WORK TO COMPLETE – Exactly the lines below from the one with "Doubt it, but the billowing" up to and including the one with "Doubt it, but the news" make up the answer, with nothing else added.

PROVIDED DATA –
────────────────────
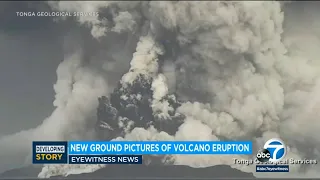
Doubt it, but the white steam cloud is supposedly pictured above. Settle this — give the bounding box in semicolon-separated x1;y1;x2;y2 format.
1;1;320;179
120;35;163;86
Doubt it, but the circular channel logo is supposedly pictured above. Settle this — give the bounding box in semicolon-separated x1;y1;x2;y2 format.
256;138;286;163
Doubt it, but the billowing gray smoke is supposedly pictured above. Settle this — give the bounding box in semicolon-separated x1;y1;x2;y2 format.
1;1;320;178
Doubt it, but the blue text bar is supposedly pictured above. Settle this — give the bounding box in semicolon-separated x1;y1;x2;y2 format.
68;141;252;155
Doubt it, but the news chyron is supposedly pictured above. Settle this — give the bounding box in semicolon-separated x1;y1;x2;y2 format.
────────────────────
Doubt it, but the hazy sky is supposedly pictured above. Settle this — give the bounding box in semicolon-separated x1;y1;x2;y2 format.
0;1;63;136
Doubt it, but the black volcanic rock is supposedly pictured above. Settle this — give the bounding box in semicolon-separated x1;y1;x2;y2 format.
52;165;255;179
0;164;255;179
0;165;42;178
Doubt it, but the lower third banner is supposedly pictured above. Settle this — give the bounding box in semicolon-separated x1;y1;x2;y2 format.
────────────────────
THE ANSWER –
Doubt it, but the billowing gray smoke is supposedly pictured above. Settle this — give the bounding box in semicolon-separated x1;y1;x2;y2 format.
1;1;320;178
Doubt it, but the blue text bar is supposedly pictured above. Settle this — give the bounding box in semicolon-separated x1;y1;x2;y2 format.
68;141;252;155
Doubt it, but the news chyron is supposedly pictured above. Settle this — give the bounding box in semicolon-separated x1;y1;x2;y2 format.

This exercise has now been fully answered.